Dataset records:
★ ★ ★ ★ ★

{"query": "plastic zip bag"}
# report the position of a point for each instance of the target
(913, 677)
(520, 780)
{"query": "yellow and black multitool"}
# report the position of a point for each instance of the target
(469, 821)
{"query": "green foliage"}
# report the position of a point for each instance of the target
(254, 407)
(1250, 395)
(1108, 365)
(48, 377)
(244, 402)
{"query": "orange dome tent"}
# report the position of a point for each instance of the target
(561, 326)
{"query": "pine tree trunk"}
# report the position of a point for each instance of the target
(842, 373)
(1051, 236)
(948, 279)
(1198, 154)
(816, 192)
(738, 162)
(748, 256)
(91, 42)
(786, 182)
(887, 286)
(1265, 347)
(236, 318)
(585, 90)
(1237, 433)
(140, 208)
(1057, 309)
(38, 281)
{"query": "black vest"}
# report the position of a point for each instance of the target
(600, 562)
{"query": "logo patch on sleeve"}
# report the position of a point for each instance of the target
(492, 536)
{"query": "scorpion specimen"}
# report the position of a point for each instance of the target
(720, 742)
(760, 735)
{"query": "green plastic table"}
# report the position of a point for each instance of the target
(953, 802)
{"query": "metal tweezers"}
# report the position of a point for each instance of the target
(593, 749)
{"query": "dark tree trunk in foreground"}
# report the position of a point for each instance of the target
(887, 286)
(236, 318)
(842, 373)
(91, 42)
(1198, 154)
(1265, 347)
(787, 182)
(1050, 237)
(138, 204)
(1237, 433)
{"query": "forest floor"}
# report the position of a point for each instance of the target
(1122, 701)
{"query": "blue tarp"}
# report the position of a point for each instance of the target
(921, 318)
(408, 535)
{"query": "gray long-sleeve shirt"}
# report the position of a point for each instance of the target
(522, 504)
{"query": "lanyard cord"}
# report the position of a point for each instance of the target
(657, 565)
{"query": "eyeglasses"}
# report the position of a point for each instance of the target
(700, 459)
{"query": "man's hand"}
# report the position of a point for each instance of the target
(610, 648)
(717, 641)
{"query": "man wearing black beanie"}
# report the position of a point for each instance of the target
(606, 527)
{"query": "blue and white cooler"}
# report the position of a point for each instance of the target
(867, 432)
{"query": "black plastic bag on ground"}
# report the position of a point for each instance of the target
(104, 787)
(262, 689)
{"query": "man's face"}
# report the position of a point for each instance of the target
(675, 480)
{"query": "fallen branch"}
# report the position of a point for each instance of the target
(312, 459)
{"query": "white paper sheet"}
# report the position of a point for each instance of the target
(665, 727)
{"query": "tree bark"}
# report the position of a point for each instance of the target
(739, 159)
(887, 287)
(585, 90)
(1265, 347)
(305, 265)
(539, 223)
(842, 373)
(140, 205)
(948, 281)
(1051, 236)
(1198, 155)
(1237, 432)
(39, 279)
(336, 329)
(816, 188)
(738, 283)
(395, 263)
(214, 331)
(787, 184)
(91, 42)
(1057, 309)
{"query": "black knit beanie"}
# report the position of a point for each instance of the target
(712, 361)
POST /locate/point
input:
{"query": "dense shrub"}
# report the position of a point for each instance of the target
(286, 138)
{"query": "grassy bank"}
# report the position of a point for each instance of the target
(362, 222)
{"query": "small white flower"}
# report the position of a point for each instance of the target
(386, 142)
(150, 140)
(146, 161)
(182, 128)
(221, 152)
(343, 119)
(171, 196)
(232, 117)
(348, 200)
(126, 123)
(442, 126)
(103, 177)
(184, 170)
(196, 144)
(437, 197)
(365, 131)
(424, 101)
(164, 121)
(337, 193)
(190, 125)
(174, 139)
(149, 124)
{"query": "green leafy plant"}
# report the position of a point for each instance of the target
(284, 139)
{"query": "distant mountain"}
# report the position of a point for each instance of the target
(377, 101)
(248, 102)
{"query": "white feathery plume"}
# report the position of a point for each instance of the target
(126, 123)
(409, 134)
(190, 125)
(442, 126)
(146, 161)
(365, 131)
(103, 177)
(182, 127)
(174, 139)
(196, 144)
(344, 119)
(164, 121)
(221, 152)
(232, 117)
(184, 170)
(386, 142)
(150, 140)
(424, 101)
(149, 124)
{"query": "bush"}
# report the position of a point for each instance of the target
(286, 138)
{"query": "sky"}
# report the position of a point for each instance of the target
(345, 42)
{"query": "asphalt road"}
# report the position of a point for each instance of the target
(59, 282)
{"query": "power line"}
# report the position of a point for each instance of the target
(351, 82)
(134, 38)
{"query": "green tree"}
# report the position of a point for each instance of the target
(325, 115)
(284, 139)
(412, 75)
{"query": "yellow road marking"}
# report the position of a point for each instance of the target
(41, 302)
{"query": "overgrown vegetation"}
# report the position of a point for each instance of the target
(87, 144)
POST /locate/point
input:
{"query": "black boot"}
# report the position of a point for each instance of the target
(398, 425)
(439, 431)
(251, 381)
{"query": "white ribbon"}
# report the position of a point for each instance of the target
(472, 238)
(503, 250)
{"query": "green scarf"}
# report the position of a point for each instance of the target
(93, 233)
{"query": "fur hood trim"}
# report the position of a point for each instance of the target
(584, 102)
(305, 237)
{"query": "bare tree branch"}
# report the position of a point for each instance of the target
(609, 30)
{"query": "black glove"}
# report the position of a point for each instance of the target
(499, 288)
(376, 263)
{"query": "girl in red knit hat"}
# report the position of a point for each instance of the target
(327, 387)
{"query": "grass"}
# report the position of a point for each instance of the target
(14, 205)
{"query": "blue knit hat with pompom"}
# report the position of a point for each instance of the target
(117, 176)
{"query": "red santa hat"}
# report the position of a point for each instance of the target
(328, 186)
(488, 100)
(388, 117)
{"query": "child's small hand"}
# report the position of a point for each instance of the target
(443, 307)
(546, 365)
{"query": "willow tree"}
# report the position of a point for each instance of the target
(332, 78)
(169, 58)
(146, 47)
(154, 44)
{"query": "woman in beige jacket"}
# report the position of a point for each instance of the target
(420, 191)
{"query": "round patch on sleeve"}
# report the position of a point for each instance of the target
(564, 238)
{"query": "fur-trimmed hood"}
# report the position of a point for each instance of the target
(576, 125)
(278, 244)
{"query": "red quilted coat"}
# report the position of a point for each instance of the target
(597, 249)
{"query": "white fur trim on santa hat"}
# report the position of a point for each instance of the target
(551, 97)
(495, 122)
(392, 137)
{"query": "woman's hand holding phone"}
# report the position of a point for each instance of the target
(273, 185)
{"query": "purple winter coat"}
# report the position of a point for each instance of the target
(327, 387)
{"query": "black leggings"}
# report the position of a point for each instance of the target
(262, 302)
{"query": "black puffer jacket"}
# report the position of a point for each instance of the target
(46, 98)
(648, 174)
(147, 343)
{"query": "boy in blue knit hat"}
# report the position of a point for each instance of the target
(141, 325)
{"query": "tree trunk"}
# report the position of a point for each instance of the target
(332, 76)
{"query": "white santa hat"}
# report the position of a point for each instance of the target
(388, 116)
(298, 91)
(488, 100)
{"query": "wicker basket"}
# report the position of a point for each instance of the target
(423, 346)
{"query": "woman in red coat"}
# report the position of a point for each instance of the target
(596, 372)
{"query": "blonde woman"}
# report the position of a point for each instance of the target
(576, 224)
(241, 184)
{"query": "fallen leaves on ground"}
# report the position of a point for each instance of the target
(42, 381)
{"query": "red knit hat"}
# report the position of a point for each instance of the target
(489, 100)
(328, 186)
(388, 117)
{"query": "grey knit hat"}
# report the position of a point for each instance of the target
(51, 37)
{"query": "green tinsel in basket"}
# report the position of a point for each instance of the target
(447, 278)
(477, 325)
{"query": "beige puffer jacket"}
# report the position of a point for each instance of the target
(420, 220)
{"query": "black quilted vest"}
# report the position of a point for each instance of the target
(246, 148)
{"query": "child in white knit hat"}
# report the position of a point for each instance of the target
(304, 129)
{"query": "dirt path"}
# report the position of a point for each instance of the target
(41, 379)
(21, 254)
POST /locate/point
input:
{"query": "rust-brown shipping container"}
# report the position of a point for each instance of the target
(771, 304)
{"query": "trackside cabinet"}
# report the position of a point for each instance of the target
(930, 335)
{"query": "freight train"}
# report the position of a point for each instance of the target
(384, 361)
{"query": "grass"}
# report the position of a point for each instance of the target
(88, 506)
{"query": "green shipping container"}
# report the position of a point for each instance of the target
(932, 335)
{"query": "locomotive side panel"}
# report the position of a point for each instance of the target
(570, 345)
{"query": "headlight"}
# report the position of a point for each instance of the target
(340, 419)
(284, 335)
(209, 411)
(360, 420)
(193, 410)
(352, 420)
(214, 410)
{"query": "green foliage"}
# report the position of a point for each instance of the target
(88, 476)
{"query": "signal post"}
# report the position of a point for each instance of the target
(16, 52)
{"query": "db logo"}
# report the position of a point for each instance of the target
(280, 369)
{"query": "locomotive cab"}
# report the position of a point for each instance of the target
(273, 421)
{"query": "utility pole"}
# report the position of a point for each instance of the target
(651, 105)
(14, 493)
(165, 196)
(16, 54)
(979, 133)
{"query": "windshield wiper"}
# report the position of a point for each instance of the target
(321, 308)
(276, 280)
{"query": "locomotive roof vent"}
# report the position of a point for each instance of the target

★ ★ ★ ★ ★

* **What you need to do**
In the data, how many lines hold the word "blue"? State that number alone.

* **Output for this exercise**
4